Where does the word "shield" appear in the entries below? Copy each line that holds it.
========================================
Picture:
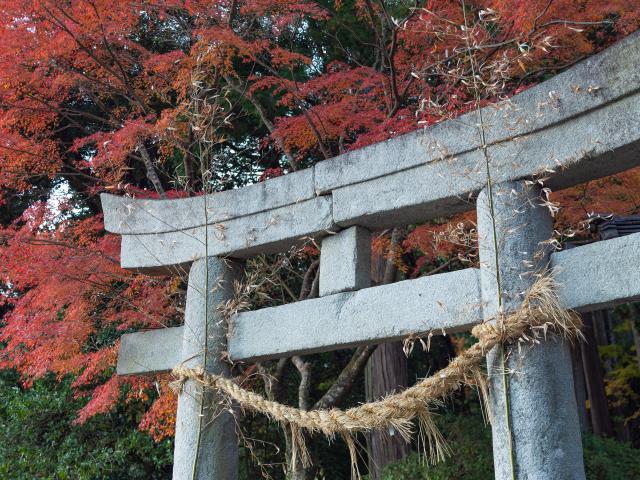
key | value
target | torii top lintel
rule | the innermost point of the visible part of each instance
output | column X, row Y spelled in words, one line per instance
column 581, row 124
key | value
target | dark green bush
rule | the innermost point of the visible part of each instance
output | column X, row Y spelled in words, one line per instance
column 39, row 440
column 605, row 459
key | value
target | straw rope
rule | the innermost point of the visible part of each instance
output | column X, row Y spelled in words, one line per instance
column 539, row 314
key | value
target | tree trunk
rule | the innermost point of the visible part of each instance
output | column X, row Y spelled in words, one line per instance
column 599, row 410
column 580, row 386
column 635, row 329
column 386, row 373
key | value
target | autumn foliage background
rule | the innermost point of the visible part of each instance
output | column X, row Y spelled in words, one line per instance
column 111, row 96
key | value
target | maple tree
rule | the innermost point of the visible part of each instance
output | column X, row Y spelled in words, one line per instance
column 95, row 98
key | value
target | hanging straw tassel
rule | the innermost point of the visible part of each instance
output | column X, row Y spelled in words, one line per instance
column 539, row 314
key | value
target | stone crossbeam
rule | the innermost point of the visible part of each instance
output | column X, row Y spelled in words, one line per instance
column 582, row 124
column 592, row 276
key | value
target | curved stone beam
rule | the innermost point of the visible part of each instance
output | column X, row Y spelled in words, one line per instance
column 127, row 215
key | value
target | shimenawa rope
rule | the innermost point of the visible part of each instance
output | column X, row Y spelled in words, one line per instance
column 539, row 314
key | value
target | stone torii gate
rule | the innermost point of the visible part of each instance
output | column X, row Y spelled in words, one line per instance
column 580, row 125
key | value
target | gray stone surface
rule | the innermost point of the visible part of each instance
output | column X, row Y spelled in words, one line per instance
column 545, row 430
column 149, row 352
column 345, row 261
column 590, row 84
column 599, row 143
column 449, row 301
column 206, row 445
column 580, row 125
column 266, row 232
column 599, row 275
column 127, row 215
column 590, row 277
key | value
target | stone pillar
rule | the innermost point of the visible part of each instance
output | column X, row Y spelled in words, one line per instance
column 206, row 445
column 345, row 261
column 544, row 440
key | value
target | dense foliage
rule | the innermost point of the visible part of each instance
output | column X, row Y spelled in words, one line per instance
column 173, row 98
column 605, row 459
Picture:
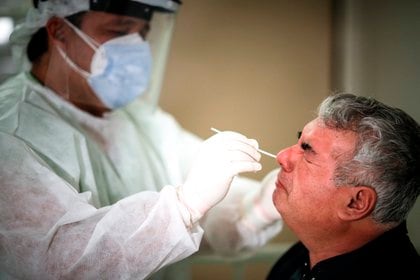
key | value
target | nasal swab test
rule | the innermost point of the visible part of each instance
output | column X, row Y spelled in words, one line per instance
column 259, row 150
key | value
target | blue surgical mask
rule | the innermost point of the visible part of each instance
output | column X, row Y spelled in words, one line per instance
column 120, row 69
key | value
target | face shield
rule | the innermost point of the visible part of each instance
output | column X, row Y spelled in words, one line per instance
column 159, row 13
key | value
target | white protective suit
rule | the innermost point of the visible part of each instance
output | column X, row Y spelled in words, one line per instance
column 86, row 198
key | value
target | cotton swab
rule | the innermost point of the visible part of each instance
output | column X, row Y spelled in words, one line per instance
column 259, row 150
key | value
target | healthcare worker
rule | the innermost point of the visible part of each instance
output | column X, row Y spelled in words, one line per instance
column 96, row 180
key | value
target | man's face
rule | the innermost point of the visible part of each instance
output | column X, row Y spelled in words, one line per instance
column 102, row 27
column 305, row 194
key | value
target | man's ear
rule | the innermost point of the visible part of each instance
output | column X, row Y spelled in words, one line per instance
column 56, row 29
column 360, row 202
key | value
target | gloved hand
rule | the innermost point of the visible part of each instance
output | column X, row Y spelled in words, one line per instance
column 219, row 159
column 259, row 209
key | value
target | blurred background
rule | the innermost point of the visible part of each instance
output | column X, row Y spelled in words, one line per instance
column 262, row 67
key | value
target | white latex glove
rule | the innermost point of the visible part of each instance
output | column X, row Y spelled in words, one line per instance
column 219, row 159
column 260, row 210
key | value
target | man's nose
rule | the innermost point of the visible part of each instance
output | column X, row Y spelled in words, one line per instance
column 284, row 159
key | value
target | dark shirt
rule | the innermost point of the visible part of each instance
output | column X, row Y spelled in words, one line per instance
column 390, row 256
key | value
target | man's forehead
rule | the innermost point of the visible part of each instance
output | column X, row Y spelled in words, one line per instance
column 113, row 19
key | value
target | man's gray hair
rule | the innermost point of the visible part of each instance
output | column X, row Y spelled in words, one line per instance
column 386, row 156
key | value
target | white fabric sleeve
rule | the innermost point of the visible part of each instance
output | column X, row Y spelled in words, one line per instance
column 49, row 231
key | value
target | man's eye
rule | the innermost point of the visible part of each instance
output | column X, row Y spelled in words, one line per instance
column 305, row 146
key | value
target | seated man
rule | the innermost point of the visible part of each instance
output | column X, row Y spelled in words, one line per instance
column 346, row 188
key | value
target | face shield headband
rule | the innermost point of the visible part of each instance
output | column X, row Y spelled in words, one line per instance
column 42, row 11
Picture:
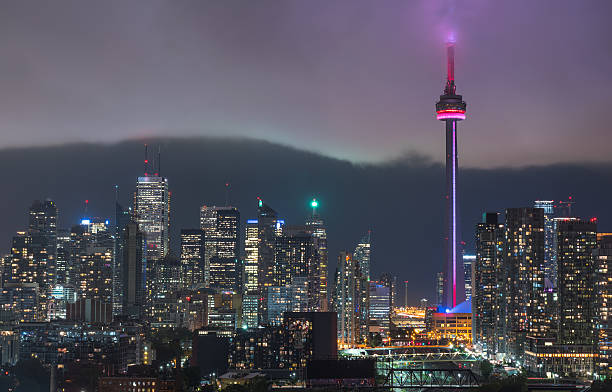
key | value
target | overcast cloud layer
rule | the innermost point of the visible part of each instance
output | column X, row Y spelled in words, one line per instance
column 351, row 79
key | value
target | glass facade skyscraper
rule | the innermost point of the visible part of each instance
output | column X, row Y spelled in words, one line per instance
column 221, row 227
column 152, row 213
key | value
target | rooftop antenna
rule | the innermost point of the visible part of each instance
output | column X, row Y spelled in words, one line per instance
column 146, row 164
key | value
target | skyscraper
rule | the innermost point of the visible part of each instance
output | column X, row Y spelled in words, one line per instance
column 192, row 258
column 268, row 227
column 603, row 302
column 93, row 257
column 468, row 273
column 524, row 277
column 350, row 300
column 577, row 239
column 379, row 300
column 152, row 213
column 451, row 109
column 133, row 279
column 362, row 254
column 250, row 298
column 488, row 284
column 122, row 218
column 316, row 226
column 221, row 226
column 550, row 253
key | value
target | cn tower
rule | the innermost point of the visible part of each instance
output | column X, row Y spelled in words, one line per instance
column 451, row 109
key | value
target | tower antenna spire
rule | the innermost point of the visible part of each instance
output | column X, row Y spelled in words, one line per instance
column 146, row 163
column 451, row 109
column 314, row 204
column 450, row 88
column 227, row 189
column 158, row 171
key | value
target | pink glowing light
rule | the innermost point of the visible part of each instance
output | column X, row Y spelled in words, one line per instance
column 450, row 116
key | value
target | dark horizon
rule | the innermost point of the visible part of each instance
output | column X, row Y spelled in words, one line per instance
column 401, row 201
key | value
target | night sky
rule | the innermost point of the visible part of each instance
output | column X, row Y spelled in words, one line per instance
column 333, row 99
column 351, row 79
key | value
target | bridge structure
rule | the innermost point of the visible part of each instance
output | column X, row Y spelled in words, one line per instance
column 422, row 367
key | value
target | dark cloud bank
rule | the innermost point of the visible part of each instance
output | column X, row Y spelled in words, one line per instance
column 402, row 202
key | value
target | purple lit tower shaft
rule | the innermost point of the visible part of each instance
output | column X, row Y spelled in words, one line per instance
column 451, row 109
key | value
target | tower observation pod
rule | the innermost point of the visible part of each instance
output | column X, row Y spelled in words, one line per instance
column 451, row 109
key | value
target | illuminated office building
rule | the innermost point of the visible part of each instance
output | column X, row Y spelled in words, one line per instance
column 468, row 271
column 63, row 267
column 603, row 301
column 221, row 226
column 454, row 324
column 574, row 351
column 439, row 289
column 123, row 216
column 93, row 250
column 379, row 308
column 250, row 301
column 577, row 239
column 390, row 281
column 350, row 300
column 550, row 253
column 296, row 257
column 20, row 302
column 292, row 297
column 152, row 213
column 316, row 226
column 25, row 267
column 133, row 271
column 251, row 249
column 42, row 228
column 524, row 277
column 268, row 228
column 362, row 254
column 192, row 258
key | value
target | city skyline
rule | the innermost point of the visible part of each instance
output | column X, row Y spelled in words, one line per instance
column 307, row 176
column 313, row 226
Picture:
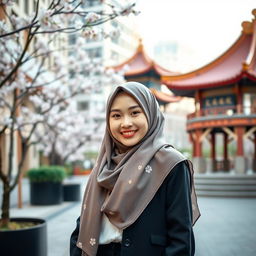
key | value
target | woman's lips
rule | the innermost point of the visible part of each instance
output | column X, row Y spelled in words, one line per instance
column 128, row 134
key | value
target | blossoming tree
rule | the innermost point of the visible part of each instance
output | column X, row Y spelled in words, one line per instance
column 35, row 104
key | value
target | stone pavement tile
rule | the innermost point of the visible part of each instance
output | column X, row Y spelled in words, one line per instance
column 59, row 230
column 227, row 227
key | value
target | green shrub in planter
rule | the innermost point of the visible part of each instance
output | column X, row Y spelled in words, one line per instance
column 47, row 173
column 46, row 185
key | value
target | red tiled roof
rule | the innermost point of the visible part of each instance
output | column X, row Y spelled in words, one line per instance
column 140, row 63
column 237, row 62
column 167, row 98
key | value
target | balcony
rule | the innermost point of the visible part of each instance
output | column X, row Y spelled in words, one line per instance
column 222, row 117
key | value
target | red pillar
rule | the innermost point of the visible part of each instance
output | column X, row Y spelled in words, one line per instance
column 240, row 147
column 225, row 142
column 213, row 151
column 226, row 165
column 255, row 145
column 213, row 146
column 198, row 144
column 191, row 134
column 239, row 98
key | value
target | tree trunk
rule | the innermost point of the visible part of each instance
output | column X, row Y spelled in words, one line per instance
column 6, row 204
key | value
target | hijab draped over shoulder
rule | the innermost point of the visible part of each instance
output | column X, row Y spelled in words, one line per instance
column 122, row 185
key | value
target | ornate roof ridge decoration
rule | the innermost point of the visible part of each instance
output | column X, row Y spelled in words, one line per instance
column 140, row 63
column 165, row 97
column 236, row 62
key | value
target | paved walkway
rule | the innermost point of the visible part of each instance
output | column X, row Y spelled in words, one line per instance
column 227, row 227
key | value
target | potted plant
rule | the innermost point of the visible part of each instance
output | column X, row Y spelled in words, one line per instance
column 46, row 185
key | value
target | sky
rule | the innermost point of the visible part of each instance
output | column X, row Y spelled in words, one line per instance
column 203, row 28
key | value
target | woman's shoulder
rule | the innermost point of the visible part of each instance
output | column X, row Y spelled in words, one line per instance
column 170, row 155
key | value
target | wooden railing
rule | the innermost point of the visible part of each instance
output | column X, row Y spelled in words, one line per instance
column 228, row 110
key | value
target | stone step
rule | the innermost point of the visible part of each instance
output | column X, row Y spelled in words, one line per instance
column 227, row 194
column 225, row 185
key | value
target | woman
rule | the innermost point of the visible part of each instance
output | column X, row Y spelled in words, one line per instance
column 140, row 197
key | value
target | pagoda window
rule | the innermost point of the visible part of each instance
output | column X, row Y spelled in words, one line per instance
column 249, row 103
column 219, row 105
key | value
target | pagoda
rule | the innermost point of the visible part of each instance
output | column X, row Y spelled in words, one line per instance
column 225, row 104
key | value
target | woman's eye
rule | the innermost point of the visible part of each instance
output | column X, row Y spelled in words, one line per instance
column 115, row 116
column 135, row 113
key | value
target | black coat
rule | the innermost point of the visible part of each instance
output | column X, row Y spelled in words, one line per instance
column 164, row 227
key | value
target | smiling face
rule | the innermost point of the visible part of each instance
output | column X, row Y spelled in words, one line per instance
column 127, row 120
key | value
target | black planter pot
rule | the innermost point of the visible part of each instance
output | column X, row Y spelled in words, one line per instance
column 25, row 242
column 46, row 193
column 71, row 192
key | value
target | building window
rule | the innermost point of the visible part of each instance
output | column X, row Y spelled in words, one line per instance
column 95, row 52
column 82, row 105
column 26, row 7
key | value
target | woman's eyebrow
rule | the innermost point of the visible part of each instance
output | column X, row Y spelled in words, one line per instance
column 132, row 107
column 118, row 110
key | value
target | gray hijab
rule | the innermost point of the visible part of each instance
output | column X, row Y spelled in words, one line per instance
column 121, row 186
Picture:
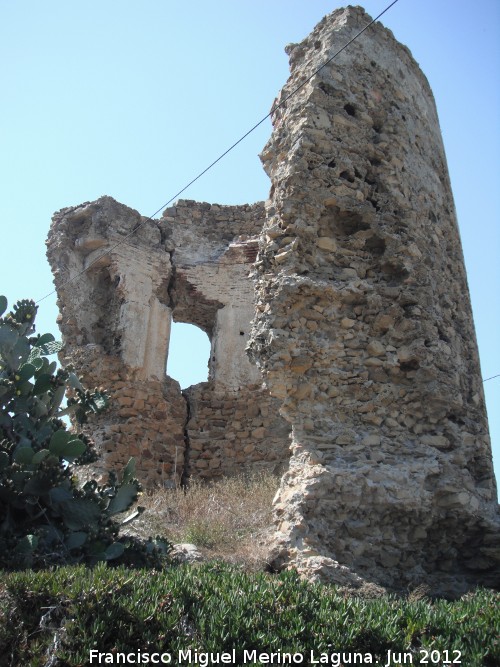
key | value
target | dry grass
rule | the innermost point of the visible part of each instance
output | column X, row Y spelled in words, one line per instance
column 230, row 519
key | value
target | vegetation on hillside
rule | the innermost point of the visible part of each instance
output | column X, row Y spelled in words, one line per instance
column 59, row 617
column 46, row 516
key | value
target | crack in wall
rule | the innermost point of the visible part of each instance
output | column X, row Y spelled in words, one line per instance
column 184, row 477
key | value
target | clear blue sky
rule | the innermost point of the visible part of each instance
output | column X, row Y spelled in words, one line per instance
column 132, row 99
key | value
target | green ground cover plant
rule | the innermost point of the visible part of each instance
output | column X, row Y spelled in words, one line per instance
column 57, row 617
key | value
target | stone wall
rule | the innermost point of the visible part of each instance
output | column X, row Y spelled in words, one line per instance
column 191, row 266
column 348, row 291
column 368, row 337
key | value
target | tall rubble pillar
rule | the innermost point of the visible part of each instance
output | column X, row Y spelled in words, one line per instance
column 115, row 319
column 364, row 328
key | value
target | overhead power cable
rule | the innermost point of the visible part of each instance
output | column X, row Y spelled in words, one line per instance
column 221, row 156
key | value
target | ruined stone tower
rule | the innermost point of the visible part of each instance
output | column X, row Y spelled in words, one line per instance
column 361, row 328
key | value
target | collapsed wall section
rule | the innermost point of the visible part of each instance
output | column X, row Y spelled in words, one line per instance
column 234, row 425
column 115, row 323
column 133, row 276
column 364, row 329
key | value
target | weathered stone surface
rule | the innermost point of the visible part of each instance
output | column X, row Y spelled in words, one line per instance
column 191, row 266
column 362, row 329
column 391, row 471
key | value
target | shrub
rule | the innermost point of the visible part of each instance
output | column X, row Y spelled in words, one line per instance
column 46, row 517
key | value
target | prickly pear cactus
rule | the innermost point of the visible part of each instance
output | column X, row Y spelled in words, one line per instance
column 46, row 517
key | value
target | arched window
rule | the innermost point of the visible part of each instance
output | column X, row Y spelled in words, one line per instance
column 188, row 354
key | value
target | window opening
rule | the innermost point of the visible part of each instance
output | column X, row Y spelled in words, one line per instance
column 188, row 354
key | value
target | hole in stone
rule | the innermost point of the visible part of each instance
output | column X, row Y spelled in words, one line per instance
column 411, row 365
column 350, row 222
column 375, row 245
column 188, row 354
column 347, row 176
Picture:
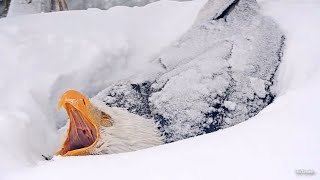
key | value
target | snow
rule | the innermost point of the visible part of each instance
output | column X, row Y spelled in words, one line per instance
column 231, row 58
column 43, row 55
column 282, row 138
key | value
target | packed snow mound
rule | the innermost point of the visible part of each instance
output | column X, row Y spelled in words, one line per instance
column 43, row 55
column 218, row 74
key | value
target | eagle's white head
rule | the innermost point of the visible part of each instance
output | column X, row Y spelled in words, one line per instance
column 95, row 128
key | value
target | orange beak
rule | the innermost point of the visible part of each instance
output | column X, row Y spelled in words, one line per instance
column 83, row 131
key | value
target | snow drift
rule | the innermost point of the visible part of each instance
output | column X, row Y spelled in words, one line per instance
column 43, row 55
column 272, row 145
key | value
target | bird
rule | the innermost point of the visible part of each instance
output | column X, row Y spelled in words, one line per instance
column 94, row 128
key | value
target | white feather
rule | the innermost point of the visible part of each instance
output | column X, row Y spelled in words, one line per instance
column 129, row 132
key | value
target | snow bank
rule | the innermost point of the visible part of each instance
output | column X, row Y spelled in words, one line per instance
column 281, row 139
column 43, row 55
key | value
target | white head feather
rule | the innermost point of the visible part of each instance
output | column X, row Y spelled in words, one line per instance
column 129, row 132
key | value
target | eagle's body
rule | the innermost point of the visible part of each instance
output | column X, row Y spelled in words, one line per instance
column 95, row 128
column 219, row 73
column 129, row 132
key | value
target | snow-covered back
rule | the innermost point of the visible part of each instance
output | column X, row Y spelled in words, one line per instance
column 230, row 54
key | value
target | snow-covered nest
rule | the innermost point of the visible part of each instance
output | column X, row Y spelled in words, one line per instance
column 71, row 46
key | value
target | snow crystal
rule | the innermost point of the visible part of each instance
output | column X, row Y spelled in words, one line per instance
column 230, row 54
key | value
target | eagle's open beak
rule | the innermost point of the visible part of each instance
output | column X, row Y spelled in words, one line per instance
column 83, row 131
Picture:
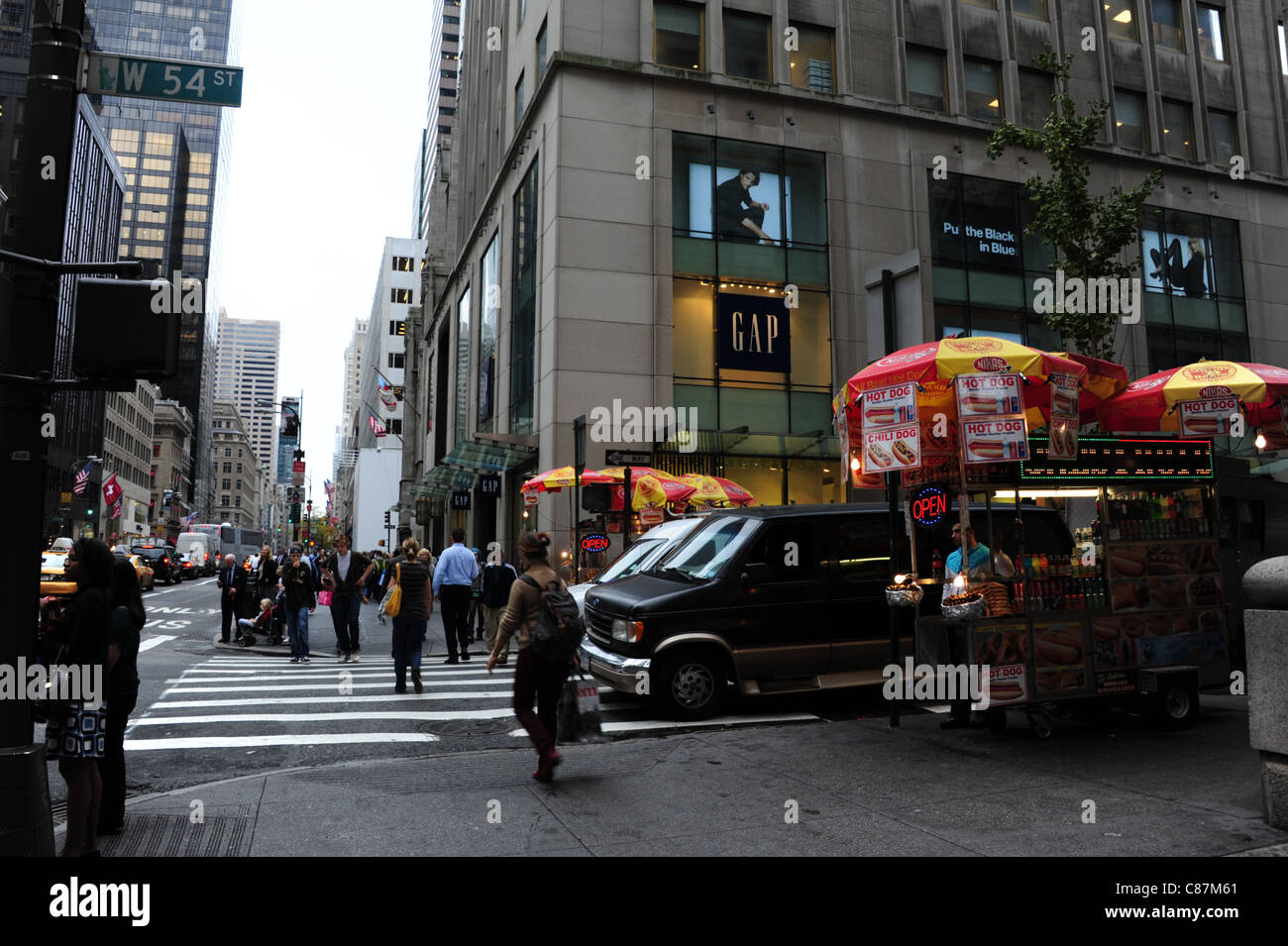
========================================
RESPONSE FOR THIS EXERCISE —
target | face shield
target | face shield headband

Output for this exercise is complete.